MATERIALS PROVIDED >>
____

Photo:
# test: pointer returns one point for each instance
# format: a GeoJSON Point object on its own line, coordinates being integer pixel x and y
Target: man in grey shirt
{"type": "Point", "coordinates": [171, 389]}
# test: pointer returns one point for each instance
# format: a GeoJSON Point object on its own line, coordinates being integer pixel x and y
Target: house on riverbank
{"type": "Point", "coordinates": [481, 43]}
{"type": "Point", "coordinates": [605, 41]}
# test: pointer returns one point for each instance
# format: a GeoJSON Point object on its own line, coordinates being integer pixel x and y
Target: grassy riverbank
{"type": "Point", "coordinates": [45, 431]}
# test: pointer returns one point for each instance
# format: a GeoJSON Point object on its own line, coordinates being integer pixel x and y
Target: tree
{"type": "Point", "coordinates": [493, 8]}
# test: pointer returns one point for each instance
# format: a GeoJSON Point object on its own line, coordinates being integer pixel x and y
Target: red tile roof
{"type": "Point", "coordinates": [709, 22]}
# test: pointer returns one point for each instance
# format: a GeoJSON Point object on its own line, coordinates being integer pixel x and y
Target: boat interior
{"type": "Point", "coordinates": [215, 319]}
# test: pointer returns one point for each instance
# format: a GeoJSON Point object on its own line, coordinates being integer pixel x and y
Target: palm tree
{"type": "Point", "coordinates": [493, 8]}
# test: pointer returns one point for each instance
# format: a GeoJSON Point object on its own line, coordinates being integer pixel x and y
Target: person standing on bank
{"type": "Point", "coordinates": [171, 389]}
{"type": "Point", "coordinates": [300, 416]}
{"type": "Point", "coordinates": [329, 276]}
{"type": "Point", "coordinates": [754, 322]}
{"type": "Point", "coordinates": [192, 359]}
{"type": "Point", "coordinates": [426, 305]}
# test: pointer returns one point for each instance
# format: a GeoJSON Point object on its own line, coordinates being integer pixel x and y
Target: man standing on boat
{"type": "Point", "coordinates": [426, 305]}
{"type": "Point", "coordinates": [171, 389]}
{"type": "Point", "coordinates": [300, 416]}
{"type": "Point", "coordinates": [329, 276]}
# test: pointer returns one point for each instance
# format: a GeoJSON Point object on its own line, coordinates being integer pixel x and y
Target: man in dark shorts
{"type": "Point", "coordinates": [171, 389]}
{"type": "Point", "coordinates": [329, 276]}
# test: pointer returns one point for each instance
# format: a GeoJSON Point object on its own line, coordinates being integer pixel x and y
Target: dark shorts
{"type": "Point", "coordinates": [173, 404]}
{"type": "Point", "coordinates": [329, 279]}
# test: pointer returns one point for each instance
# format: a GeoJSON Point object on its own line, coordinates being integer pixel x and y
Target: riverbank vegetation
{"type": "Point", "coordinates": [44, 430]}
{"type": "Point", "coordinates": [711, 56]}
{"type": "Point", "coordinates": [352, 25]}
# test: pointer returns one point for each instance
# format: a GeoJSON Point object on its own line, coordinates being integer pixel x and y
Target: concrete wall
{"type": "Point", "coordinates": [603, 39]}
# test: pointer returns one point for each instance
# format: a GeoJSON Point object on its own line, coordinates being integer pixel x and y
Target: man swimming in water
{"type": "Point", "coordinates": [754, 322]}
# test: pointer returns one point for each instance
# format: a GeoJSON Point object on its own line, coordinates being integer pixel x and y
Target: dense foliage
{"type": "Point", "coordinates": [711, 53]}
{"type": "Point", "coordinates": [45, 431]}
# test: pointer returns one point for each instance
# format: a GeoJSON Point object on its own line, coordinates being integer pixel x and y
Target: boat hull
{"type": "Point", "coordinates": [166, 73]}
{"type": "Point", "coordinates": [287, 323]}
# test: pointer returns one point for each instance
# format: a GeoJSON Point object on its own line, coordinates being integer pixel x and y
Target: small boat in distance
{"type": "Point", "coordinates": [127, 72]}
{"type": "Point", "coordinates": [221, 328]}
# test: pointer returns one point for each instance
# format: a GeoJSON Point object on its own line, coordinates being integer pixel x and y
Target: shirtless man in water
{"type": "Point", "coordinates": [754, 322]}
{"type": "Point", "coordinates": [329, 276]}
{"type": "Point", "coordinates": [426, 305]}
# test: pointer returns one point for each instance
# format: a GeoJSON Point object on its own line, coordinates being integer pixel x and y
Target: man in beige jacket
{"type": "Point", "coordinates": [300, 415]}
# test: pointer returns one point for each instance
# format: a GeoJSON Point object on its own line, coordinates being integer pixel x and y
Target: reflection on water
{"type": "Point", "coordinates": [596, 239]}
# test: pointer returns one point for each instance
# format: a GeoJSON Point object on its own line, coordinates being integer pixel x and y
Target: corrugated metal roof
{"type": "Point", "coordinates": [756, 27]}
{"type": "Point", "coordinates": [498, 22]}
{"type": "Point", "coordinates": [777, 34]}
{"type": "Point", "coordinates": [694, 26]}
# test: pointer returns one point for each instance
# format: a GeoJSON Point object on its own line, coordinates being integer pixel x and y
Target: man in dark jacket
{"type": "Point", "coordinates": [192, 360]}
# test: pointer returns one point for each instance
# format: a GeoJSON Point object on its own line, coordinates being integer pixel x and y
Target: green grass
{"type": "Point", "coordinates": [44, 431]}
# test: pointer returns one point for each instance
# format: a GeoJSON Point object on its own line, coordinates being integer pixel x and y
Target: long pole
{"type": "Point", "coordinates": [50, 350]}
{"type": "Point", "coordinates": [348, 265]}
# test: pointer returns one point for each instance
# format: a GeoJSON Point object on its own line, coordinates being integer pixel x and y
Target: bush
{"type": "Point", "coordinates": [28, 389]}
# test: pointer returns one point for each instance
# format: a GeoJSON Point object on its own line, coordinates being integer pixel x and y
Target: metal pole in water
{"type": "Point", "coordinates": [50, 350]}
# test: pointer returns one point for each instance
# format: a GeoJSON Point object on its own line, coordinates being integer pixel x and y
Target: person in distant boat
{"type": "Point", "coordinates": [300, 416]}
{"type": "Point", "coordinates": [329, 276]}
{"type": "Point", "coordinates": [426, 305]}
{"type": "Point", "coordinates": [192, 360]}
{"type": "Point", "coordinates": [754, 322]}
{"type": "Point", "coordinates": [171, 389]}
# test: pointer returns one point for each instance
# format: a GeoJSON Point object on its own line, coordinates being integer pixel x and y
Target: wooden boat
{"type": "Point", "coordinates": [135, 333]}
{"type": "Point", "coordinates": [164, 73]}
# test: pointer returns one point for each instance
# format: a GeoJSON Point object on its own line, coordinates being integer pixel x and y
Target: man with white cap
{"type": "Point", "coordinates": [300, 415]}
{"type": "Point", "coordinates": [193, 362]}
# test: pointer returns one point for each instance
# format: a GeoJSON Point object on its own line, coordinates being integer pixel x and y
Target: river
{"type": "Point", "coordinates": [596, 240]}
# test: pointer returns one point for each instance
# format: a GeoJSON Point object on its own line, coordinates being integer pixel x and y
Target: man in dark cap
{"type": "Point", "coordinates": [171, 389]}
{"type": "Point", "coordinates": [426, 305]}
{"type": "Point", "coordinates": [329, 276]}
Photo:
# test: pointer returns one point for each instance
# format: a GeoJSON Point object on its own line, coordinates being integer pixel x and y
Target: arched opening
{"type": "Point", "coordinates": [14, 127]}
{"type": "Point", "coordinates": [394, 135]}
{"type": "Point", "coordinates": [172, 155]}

____

STATED GOAL >>
Each of the records should be retyped exactly.

TASK RESPONSE >>
Photo:
# test: pointer returns one point for each instance
# format: a GeoJSON Point object on its own line, coordinates being integer pixel x and y
Target: man in grey shirt
{"type": "Point", "coordinates": [171, 389]}
# test: pointer returns one point for each instance
# format: a GeoJSON Point object on its own line, coordinates being integer pixel x and y
Target: house on riverbank
{"type": "Point", "coordinates": [481, 43]}
{"type": "Point", "coordinates": [605, 41]}
# test: pointer returns one point for each instance
# format: a GeoJSON Point object on its own line, coordinates being integer pixel x and y
Target: grassy riverbank
{"type": "Point", "coordinates": [45, 431]}
# test: pointer returns one point for each instance
# format: a GeoJSON Point object on its own line, coordinates being integer pixel x and y
Target: tree
{"type": "Point", "coordinates": [493, 8]}
# test: pointer returns one point for each instance
# format: a GeoJSON Point object on its own line, coordinates being integer pixel x and y
Target: red tile roof
{"type": "Point", "coordinates": [709, 22]}
# test: pointer returns one point for each instance
# format: a GeoJSON Point object on its own line, coordinates being integer pixel x and y
Target: boat interior
{"type": "Point", "coordinates": [215, 319]}
# test: pointer returns one point for each instance
# format: a GeoJSON Point object on its own line, coordinates being integer pixel x and y
Target: palm tree
{"type": "Point", "coordinates": [493, 8]}
# test: pointer returns one point for each instance
# format: a GeoJSON Point object on its own line, coordinates being integer pixel x and y
Target: person standing on bank
{"type": "Point", "coordinates": [171, 389]}
{"type": "Point", "coordinates": [300, 416]}
{"type": "Point", "coordinates": [329, 276]}
{"type": "Point", "coordinates": [754, 322]}
{"type": "Point", "coordinates": [192, 359]}
{"type": "Point", "coordinates": [426, 305]}
# test: pointer returns one point for each instance
# format: a GeoJSON Point object on its own line, coordinates being integer pixel x and y
Target: man standing on boat
{"type": "Point", "coordinates": [426, 305]}
{"type": "Point", "coordinates": [171, 389]}
{"type": "Point", "coordinates": [300, 416]}
{"type": "Point", "coordinates": [329, 276]}
# test: pointer returns one point for each instance
# format: a GeoJSON Point object on its own line, coordinates being integer pixel x and y
Target: man in dark shorts
{"type": "Point", "coordinates": [171, 389]}
{"type": "Point", "coordinates": [329, 276]}
# test: pointer returns one point for each instance
# format: a GeoJSON Point object on its own line, coordinates being integer pixel x and y
Target: dark shorts
{"type": "Point", "coordinates": [173, 404]}
{"type": "Point", "coordinates": [329, 279]}
# test: pointer returns one point for each instance
# format: a GeoJSON Point object on its own line, coordinates being integer pixel x and y
Target: riverbank vegetation
{"type": "Point", "coordinates": [44, 430]}
{"type": "Point", "coordinates": [711, 56]}
{"type": "Point", "coordinates": [352, 25]}
# test: pointer returns one point for each instance
# format: a GeoJSON Point object on its own line, coordinates being integer pixel x and y
Target: concrete wall
{"type": "Point", "coordinates": [603, 39]}
# test: pointer returns one point for each instance
# format: a GeoJSON Point object on its own line, coordinates being integer pixel x and y
Target: man swimming in water
{"type": "Point", "coordinates": [754, 322]}
# test: pointer returns one point for each instance
# format: a GeoJSON Point object on its own line, coordinates being integer pixel x and y
Target: dense foliage
{"type": "Point", "coordinates": [711, 53]}
{"type": "Point", "coordinates": [45, 431]}
# test: pointer returns one point for each instance
# format: a GeoJSON Point object on its own line, coordinates being integer pixel x and y
Target: boat hull
{"type": "Point", "coordinates": [166, 73]}
{"type": "Point", "coordinates": [287, 323]}
# test: pointer returns one point for each instance
# format: a GeoJSON Point object on its own line, coordinates being integer pixel x and y
Target: small boat in distance
{"type": "Point", "coordinates": [127, 72]}
{"type": "Point", "coordinates": [221, 328]}
# test: pointer returns one point for each instance
# format: a GeoJSON Point object on its own line, coordinates being integer pixel x and y
Target: shirtless man in water
{"type": "Point", "coordinates": [754, 322]}
{"type": "Point", "coordinates": [329, 276]}
{"type": "Point", "coordinates": [426, 305]}
# test: pointer returns one point for each instance
# format: a GeoJSON Point object on its own line, coordinates being integer pixel x and y
Target: man in beige jacket
{"type": "Point", "coordinates": [300, 415]}
# test: pointer returns one point for each instance
# format: a GeoJSON Point object on its own line, coordinates being integer pixel x and y
Target: reflection on water
{"type": "Point", "coordinates": [596, 239]}
# test: pointer returns one point for each instance
# format: a GeoJSON Point object on its own line, coordinates being integer pixel x and y
Target: corrugated metal roof
{"type": "Point", "coordinates": [756, 27]}
{"type": "Point", "coordinates": [498, 22]}
{"type": "Point", "coordinates": [777, 34]}
{"type": "Point", "coordinates": [694, 26]}
# test: pointer returns one point for each instance
# format: a GeoJSON Point object on its own line, coordinates being integer pixel x and y
Target: man in dark jacket
{"type": "Point", "coordinates": [192, 360]}
# test: pointer returns one point for each instance
# format: a GeoJSON Point object on its own line, coordinates being integer pixel x and y
Target: green grass
{"type": "Point", "coordinates": [44, 431]}
# test: pointer returns one point for each instance
# format: a GeoJSON Point object on its own line, coordinates being integer pixel x and y
Target: long pole
{"type": "Point", "coordinates": [50, 350]}
{"type": "Point", "coordinates": [348, 265]}
# test: pointer returns one point for each instance
# format: a GeoJSON Point object on its own line, coordinates being integer pixel x and y
Target: bush
{"type": "Point", "coordinates": [28, 389]}
# test: pointer returns one point for each instance
# format: a GeoJSON Point object on its own line, coordinates being integer pixel x and y
Target: metal pole in water
{"type": "Point", "coordinates": [50, 350]}
# test: pointer returns one point for each instance
# format: a GeoJSON Point object on its own line, coordinates being integer pixel x and y
Target: person in distant boat
{"type": "Point", "coordinates": [300, 416]}
{"type": "Point", "coordinates": [329, 276]}
{"type": "Point", "coordinates": [426, 305]}
{"type": "Point", "coordinates": [192, 360]}
{"type": "Point", "coordinates": [754, 322]}
{"type": "Point", "coordinates": [171, 389]}
# test: pointer returns one point for each instance
# format: a GeoJSON Point object on its own line, coordinates being integer pixel x and y
Target: wooden boat
{"type": "Point", "coordinates": [135, 333]}
{"type": "Point", "coordinates": [164, 73]}
# test: pointer returns one point for each instance
# format: a GeoJSON Point object on its own line, coordinates being integer pixel x and y
Target: man with white cap
{"type": "Point", "coordinates": [300, 415]}
{"type": "Point", "coordinates": [193, 362]}
# test: pointer returns one point for each instance
# format: a GeoJSON Point object on its own line, coordinates being integer pixel x and y
Target: river
{"type": "Point", "coordinates": [596, 240]}
# test: pointer returns one point for each instance
# format: a GeoJSON Point object on its own line, coordinates being integer pixel x and y
Target: man in dark cap
{"type": "Point", "coordinates": [171, 389]}
{"type": "Point", "coordinates": [426, 305]}
{"type": "Point", "coordinates": [329, 276]}
Photo:
# test: pointer returns one point for each instance
# format: a GeoJSON Point object on its own line, coordinates being integer pixel x and y
Target: arched opening
{"type": "Point", "coordinates": [14, 127]}
{"type": "Point", "coordinates": [394, 135]}
{"type": "Point", "coordinates": [172, 155]}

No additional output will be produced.